Copy out the records below line for line, leaving out the pictures.

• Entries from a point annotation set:
<<<<
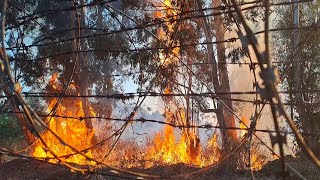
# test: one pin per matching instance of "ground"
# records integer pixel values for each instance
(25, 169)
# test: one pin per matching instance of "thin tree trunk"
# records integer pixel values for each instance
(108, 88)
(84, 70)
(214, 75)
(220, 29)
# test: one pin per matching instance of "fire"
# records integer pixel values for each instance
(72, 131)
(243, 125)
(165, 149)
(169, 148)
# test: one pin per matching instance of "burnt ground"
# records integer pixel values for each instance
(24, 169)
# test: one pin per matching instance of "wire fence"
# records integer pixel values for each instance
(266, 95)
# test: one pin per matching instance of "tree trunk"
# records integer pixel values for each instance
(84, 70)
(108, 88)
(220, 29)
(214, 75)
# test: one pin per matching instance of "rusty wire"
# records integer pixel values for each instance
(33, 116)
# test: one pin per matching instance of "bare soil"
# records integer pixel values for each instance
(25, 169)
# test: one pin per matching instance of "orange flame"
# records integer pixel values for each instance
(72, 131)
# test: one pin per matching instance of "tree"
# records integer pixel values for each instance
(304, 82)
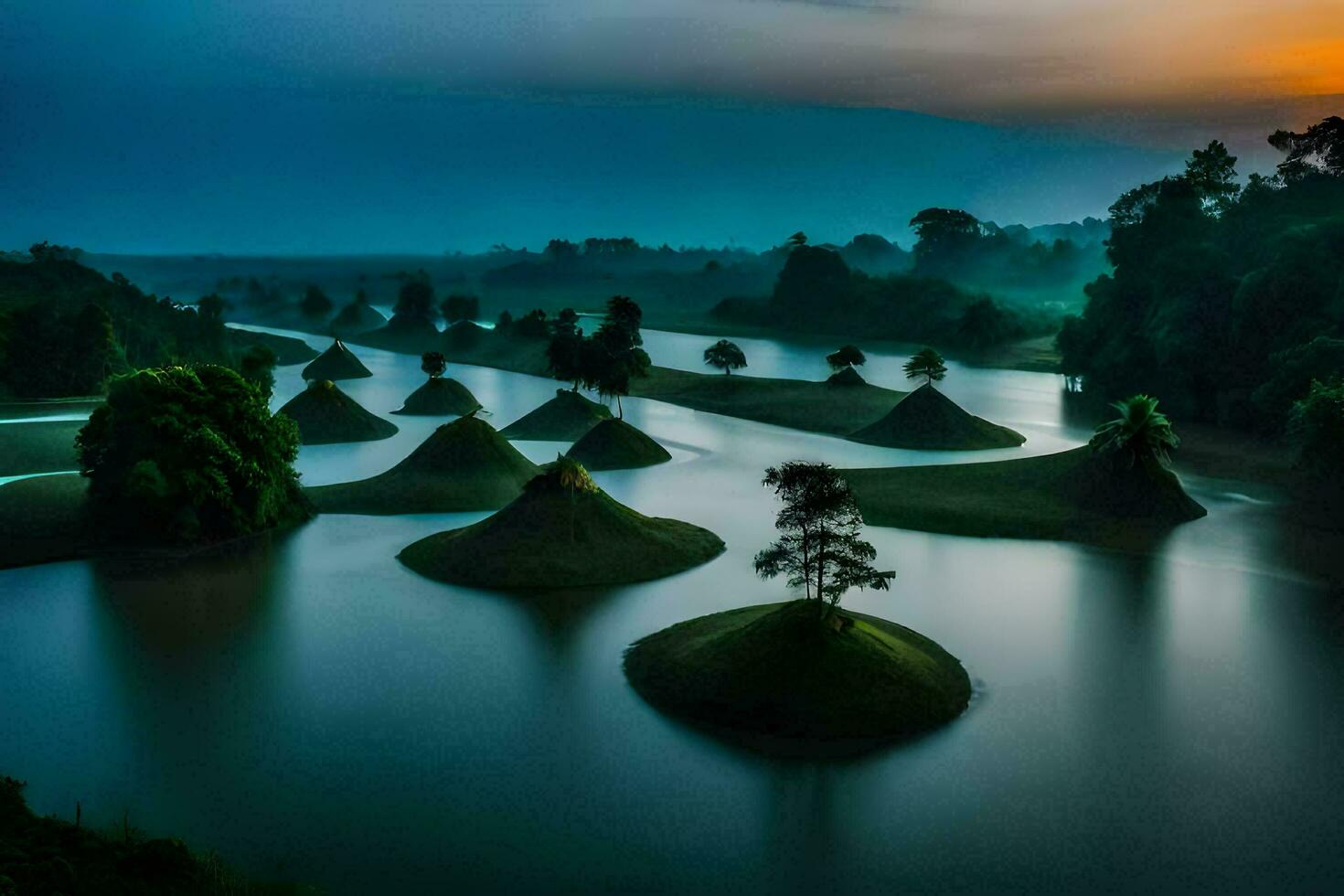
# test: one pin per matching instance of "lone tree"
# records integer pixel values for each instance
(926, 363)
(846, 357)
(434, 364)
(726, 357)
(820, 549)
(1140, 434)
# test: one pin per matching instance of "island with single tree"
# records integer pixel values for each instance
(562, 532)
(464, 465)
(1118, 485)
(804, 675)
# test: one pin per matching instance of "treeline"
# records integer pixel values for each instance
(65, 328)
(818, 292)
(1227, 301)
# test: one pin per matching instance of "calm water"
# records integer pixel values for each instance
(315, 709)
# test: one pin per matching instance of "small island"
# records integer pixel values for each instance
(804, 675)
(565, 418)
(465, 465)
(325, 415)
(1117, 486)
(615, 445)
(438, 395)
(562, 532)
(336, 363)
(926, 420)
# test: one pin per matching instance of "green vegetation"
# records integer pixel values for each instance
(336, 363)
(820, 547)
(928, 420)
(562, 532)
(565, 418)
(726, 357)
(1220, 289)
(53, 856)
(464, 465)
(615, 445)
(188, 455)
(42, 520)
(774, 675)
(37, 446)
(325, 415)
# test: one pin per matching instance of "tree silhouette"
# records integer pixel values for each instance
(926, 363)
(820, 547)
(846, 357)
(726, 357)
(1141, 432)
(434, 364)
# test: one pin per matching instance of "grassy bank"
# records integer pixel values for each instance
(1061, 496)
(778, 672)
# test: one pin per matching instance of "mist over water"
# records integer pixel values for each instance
>>>>
• Expected answer:
# test: one pin per matching instance of "ground"
# records integer pixel values for each instance
(25, 169)
# test: one pin per matching instance of "thin tree trunk"
# records integer pixel values for each instance
(108, 88)
(84, 70)
(214, 75)
(220, 29)
# test: one pin per matching instance of "fire"
# records integer pixel values for each instance
(72, 131)
(243, 125)
(165, 149)
(169, 148)
# test: one pin per matching instance of "burnt ground"
# records integer pixel values for each instance
(24, 169)
# test: one pin per matching instance of "wire fence"
# records integer pixel values for each instance
(266, 95)
# test: one pin per matching instance of "tree trunk"
# records integer pixel values for each instance
(84, 70)
(108, 88)
(220, 29)
(214, 75)
# test: one pin per matching instance of "rusty wire"
# records integer pixel values for each instance
(33, 116)
# test: one pin per matching instance of "bare soil"
# records integer pixel values for each instance
(25, 169)
# test: one pin per matching instance of "orange flame"
# records integer pixel values for each instance
(72, 131)
# test: one pin per matching instance of "tree"
# records integer pixel values for each instance
(304, 82)
# test: one pin per matching instance of "lone tree"
# records integer pixel values for each instance
(926, 363)
(846, 357)
(434, 364)
(726, 357)
(820, 549)
(1140, 434)
# test: one pin per matching instance of "island with single tree"
# records integer pixel values for each instance
(562, 532)
(464, 465)
(1118, 485)
(804, 675)
# test: one pin per matching instance of "treeline"
# records integer pixel values for each instance
(65, 328)
(818, 292)
(1227, 301)
# test: one pin per matching instance of "calm water"
# records integer pixel values for each instance
(315, 709)
# test: one pin per matching instance of "small island"
# records integer pixel values for each instance
(804, 675)
(565, 418)
(465, 465)
(325, 415)
(1117, 486)
(615, 445)
(438, 395)
(562, 532)
(336, 363)
(926, 420)
# test: one pin per matching instance of "green vegetation"
# records integer pixel values for each instance
(336, 363)
(820, 547)
(928, 420)
(562, 532)
(565, 418)
(726, 357)
(1220, 289)
(53, 856)
(464, 465)
(615, 445)
(188, 455)
(42, 520)
(774, 675)
(37, 446)
(325, 415)
# test: one pin per matching instance of "tree silhouette"
# records integer pixel values for each instance
(926, 363)
(820, 547)
(846, 357)
(726, 357)
(1141, 432)
(434, 364)
# test: one pin per matching instance of "grassy bank"
# records integer pixel values for each instance
(1061, 496)
(778, 672)
# test: one pin per matching instance of "mist over water"
# records integer pixel values for each instance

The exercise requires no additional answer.